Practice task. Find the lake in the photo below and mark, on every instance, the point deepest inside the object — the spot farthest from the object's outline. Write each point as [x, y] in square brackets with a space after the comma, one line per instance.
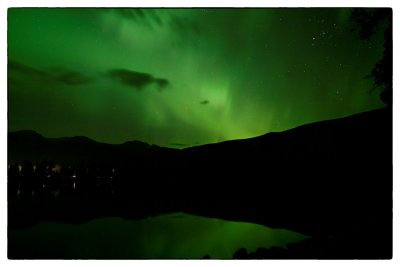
[170, 236]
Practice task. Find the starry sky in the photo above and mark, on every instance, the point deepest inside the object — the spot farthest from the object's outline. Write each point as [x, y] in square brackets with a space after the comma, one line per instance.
[184, 77]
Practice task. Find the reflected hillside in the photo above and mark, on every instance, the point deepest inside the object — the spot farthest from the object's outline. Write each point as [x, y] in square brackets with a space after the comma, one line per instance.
[330, 180]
=======
▸ EXERCISE GOAL:
Copy out everything from the line containing "Practice task. Find the reflected" down to the end of the data above, every line in full, but multiply each coordinate in the answers by 0.75 and round to whole numbers, with halves rounded up. Keep all other wording unchanged.

▸ FINAL RESULT:
Practice task. Find the reflected hillside in the photo above and mark, on every instance, the point deepest inside the object — the spot farthest from the object's outline. Write each point as [x, y] in square brackets with a space after the comma, one line per instance.
[248, 135]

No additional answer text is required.